-- Information shown --
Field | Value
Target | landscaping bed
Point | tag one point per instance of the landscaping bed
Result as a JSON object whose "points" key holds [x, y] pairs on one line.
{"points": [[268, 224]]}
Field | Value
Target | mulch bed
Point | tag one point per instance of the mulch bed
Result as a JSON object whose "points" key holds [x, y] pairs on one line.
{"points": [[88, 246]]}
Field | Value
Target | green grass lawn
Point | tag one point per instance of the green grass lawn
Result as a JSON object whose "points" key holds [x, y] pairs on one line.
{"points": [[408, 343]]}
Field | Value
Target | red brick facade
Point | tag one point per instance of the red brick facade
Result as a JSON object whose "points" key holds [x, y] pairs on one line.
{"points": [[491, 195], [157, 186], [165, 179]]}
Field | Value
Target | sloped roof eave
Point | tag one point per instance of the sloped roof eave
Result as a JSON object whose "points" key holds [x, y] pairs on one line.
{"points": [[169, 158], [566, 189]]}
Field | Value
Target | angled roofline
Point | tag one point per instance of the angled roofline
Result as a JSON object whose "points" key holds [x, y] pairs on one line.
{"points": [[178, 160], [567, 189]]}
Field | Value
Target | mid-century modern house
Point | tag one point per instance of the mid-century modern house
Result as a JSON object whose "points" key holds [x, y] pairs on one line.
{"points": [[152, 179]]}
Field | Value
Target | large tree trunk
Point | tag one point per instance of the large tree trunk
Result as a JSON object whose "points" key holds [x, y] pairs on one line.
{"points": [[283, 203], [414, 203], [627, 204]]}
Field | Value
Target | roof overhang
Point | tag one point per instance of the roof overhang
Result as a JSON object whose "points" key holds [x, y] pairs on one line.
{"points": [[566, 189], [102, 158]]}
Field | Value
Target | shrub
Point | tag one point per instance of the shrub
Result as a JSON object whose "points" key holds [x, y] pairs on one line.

-- What the task asks --
Show every line in the listing above that carries the word "green".

-- Answer section --
Target | green grass lawn
Point | tag one point per instance of the green grass lawn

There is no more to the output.